▸ Requirements
(1) According to the article on William Kentridge, roughly what share of all his drawings do the exhibited works make up?
(2) Reproduce the entries verbatim, starting at their first line and ending at the line that contains "[0,52,480,140]", with both of those lines included.

▸ Text to read
◆ ◆ ◆ ◆ ◆

Maverick Life

MAVERICK LIFE VIDEO

William Kentridge captures history, ‘putting drawings to work’ in Cape Town

WIlliam Kentridge (Sally Shorkend for Maverick Magazine)

On the 24th and 25th of August, Why Should I Hesitate: Sculpture and Why Should I Hesitate: Putting Drawings to Work, the largest exhibition of William Kentridge’s work on African soil, will open simultaneously at the Cape Town's Norval Foundation and the Zeitz MOCAA.

 

Video filmed and edited by Malibongwe Tyilo.

When exploring the survey – the largest retrospective of William Kentridge’s work to ever be presented on the continent – Why Should I Hesitate: Sculpture opening at the Norval Foundation today, and Why Should I Hesitate: Putting Drawings to Work opening at the Museum of Contemporary Art Africa (Zeitz MOCAA) on the 25th of August, one is soon absorbed by the sheer abundance of work.

It is everywhere, capturing one’s attention: in front of one’s eyes, entering one’s ears, floating over one’s head, towering over one’s path. Fragments of the world and our history filling the museum, gently pushing the visitor into a travel machine which wanders into forty years of the artist’s extraordinary career.

It never feels overpowering, though; the genius of the artworks, the brilliance of the survey’s agency is to leave the visitor with unanswered riddles – to leave it to us to breathe the final meaning into it.

“The exhibition is called why should I hesitate, and I do hesitate to try to think what the name means. It’s at the edge of meaning. I’m interested in riddles that don’t have a solution; does it mean I should hesitate because I’m uncertain, otherwise it says why should I hesitate I know what I’m doing; I’m not going to hesitate, a rhetorical question so the ambiguity of that and the fact that there is no question mark is about saying to the audience, ‘Here is a set of riddles for you to look at and understand some but not all of’,” says Kentridge.

Kaboom installation, 1997, by William Kentridge (Image courtesy of the Zeitz MOCAA)

The wealth of work presented simultaneously at the Zeitz MOCAA and at the Norval Foundation is only a small part of Kentridge’s oeuvre. The artist says that the exhibited works make up only about two percent of all the drawings he’s made and half of the video work he produced – and, in a murmur, adds that he wished he could have included a ‘Room of Failures’ to also show all the work that has never left his studio.

But the physical work is not the only evidence of Kentridge’s prolific interpretation of history; words – fragments, riddles, revolutionary, colonialism, ‘idles’, communism, ambiguity – bounce from one wall to another, leading the visitor like Hop-o’-My-Thumb’s pebbles on a path to a cross-continental voyage.

Studio, William Kentridge (Image courtesy of the Zeitz MOCAA)

◆ ◆ ◆ ◆ ◆

▸ Data provided
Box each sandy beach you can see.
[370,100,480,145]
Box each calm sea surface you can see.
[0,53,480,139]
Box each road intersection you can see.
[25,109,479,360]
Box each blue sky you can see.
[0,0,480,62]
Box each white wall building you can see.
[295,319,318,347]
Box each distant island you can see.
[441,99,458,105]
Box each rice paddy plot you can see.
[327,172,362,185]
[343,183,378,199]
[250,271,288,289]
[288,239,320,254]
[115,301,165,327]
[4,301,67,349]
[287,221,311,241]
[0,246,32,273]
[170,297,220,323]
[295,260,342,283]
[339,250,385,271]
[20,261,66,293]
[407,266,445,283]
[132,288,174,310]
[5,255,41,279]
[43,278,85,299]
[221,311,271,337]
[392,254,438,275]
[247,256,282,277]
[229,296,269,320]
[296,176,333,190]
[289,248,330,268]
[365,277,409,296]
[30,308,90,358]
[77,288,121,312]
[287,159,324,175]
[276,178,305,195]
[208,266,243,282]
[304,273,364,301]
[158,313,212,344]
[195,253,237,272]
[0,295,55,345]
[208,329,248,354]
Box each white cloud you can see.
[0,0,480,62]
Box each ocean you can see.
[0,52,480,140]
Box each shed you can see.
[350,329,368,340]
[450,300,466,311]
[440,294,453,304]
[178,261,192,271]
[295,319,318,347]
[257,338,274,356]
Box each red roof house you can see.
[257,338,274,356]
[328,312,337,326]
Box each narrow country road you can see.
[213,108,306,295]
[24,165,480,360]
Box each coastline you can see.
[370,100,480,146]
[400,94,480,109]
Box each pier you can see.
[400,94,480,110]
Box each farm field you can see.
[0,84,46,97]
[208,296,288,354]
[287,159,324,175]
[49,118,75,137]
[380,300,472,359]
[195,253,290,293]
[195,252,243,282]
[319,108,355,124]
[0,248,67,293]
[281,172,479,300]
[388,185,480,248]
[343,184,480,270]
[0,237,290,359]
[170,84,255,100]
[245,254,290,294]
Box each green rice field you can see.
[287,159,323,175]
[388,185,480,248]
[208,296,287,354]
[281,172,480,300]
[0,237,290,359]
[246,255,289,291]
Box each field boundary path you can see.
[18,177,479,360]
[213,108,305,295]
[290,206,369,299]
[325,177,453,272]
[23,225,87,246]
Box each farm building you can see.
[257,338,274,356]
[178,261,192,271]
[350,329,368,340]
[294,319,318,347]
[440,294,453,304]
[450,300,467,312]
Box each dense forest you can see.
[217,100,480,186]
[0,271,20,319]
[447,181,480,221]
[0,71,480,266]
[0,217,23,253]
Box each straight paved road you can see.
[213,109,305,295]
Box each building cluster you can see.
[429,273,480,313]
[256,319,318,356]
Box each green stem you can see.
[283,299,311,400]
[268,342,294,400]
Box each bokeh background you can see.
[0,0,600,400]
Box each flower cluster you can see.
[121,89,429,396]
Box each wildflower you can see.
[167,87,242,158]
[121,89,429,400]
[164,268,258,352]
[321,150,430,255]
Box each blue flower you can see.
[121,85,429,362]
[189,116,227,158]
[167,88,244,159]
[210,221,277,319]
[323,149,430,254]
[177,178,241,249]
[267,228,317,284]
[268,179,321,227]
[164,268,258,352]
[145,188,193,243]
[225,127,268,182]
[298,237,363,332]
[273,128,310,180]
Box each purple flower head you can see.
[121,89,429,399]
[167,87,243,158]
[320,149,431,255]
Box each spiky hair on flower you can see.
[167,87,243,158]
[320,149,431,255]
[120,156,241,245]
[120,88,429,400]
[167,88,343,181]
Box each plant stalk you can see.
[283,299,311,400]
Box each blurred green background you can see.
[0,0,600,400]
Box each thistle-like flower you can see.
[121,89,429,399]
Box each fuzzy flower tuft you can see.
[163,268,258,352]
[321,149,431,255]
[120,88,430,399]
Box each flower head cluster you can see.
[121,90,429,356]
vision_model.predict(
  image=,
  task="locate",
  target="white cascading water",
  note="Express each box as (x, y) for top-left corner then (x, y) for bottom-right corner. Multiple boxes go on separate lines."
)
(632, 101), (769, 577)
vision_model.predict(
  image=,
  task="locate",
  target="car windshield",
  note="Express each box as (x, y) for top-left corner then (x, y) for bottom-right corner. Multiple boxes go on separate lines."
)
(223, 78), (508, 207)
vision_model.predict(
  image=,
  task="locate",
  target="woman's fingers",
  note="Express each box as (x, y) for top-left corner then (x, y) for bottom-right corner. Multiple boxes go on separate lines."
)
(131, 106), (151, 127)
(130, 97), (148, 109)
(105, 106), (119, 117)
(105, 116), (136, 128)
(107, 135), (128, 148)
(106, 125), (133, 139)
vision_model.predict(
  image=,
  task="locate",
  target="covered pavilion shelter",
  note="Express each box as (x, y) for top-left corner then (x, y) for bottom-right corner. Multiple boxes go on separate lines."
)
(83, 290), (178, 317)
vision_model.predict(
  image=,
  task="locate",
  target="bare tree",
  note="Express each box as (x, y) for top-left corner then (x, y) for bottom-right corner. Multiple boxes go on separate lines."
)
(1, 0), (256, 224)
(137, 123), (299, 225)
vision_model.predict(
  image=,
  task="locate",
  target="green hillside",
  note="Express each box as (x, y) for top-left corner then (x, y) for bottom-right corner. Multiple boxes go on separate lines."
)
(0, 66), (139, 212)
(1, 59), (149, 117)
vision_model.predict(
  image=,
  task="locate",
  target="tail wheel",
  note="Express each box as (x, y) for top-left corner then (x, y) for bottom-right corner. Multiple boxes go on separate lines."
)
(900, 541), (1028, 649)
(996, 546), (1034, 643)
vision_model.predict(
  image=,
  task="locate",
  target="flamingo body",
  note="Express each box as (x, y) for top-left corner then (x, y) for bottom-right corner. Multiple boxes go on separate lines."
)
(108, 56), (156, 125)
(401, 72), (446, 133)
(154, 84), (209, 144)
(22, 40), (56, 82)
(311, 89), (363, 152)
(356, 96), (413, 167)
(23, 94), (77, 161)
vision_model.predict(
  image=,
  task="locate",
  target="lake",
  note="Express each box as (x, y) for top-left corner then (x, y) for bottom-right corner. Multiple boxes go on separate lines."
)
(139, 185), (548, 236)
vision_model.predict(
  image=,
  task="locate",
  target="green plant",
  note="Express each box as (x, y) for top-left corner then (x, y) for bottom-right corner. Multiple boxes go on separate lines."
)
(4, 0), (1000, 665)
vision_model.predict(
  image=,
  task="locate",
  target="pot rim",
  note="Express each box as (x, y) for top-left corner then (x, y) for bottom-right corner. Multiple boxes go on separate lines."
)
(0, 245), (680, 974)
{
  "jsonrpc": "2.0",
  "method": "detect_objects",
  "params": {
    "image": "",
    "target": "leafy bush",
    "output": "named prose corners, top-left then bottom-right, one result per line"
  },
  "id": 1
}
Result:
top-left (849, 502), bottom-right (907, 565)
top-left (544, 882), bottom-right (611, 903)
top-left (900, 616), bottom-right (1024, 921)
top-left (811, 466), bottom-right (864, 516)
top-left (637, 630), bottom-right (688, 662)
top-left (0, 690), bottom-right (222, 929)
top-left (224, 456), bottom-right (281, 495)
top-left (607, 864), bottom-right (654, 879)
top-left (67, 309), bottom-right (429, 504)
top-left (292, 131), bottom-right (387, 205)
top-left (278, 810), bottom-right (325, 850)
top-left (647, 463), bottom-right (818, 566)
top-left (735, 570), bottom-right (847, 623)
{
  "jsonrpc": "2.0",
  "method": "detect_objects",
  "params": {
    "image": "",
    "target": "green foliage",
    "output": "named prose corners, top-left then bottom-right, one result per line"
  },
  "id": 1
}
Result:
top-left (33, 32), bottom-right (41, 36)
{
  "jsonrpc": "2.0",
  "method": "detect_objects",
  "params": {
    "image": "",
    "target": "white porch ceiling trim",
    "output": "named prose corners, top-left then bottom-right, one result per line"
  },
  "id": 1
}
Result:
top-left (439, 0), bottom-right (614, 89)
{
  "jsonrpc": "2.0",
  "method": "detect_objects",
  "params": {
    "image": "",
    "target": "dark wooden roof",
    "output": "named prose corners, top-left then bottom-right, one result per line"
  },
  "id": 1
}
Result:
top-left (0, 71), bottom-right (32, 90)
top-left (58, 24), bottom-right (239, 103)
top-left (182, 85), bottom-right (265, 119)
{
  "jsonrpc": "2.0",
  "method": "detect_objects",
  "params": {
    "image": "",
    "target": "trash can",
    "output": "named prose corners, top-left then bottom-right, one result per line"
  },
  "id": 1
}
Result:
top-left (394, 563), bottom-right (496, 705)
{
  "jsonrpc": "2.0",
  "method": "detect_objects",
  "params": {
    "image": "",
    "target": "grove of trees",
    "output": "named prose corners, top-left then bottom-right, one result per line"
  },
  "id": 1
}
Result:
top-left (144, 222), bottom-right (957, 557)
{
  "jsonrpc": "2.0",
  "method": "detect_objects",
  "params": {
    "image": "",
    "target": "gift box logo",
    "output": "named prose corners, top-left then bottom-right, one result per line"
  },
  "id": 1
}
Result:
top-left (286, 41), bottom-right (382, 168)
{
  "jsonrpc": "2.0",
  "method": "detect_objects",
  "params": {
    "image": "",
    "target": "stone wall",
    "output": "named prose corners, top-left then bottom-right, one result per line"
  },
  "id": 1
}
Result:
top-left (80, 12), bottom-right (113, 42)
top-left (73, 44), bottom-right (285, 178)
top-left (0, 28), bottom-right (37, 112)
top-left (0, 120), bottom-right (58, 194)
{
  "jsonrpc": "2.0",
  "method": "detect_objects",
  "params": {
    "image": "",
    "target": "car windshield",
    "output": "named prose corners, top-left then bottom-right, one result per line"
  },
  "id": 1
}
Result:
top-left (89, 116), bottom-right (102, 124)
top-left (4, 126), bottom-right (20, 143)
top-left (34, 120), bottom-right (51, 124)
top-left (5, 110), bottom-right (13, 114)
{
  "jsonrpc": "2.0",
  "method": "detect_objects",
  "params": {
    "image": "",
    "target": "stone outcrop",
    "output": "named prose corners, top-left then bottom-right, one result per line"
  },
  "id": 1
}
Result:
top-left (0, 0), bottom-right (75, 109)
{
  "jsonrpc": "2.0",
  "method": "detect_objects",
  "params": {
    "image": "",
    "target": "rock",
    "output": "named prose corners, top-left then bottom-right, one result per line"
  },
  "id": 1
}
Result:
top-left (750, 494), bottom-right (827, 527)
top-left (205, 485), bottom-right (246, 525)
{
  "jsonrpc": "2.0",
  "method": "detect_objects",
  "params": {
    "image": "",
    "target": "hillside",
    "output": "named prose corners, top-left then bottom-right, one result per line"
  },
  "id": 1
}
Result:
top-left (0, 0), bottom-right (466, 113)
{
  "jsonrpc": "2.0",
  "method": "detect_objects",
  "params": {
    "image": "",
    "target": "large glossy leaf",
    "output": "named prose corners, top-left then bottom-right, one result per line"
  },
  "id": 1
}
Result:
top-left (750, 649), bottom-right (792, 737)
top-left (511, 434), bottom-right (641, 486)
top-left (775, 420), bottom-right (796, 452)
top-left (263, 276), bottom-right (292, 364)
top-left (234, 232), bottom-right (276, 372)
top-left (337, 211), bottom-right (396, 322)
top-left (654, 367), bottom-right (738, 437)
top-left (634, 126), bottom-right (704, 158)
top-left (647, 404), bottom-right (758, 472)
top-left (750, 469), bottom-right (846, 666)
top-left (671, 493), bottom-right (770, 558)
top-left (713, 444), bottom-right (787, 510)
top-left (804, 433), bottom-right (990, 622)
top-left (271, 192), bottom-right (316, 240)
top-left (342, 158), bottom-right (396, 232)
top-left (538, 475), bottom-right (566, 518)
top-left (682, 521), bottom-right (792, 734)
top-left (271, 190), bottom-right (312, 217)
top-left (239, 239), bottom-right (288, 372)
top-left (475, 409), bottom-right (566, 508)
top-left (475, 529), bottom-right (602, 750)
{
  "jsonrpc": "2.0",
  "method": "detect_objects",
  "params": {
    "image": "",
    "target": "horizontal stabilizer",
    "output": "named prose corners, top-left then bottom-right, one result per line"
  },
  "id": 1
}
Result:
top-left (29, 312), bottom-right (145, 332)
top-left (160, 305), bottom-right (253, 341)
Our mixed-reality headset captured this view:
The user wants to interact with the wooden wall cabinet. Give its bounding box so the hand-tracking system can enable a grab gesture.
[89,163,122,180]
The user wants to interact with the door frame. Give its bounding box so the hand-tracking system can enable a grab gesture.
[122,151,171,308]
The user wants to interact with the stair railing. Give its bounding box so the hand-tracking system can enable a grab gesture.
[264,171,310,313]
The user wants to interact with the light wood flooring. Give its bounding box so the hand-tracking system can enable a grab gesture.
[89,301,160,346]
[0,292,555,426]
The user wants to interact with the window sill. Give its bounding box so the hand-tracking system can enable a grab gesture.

◆ ◆ ◆ ◆ ◆

▸ Outputs in order
(1) About two percent.

(2)
Box each sandy beach you can see.
[370,100,480,145]
Box each calm sea surface you can see.
[0,53,480,139]
Box each road intersection you can see.
[25,109,479,360]
Box each blue sky you can see.
[0,0,480,62]
Box each white wall building you can see.
[295,319,318,347]
Box each distant island you can see.
[441,99,458,105]
Box each rice paddy plot you can see.
[327,172,362,185]
[343,183,378,199]
[250,271,288,289]
[288,239,320,254]
[115,301,165,327]
[4,301,67,349]
[287,221,311,241]
[0,246,32,273]
[170,297,220,323]
[295,260,342,283]
[339,250,385,271]
[20,261,66,293]
[407,266,445,283]
[132,288,174,310]
[5,255,41,279]
[43,278,85,299]
[221,311,271,337]
[392,254,438,275]
[247,256,282,277]
[229,296,269,320]
[296,176,333,190]
[289,248,330,268]
[365,277,409,296]
[30,308,90,358]
[77,288,121,312]
[287,159,324,175]
[276,178,305,195]
[208,266,243,282]
[304,273,364,301]
[158,313,212,344]
[195,253,237,272]
[0,295,55,345]
[208,329,248,354]
Box each white cloud you can see.
[0,0,480,62]
Box each ocean you can see.
[0,52,480,140]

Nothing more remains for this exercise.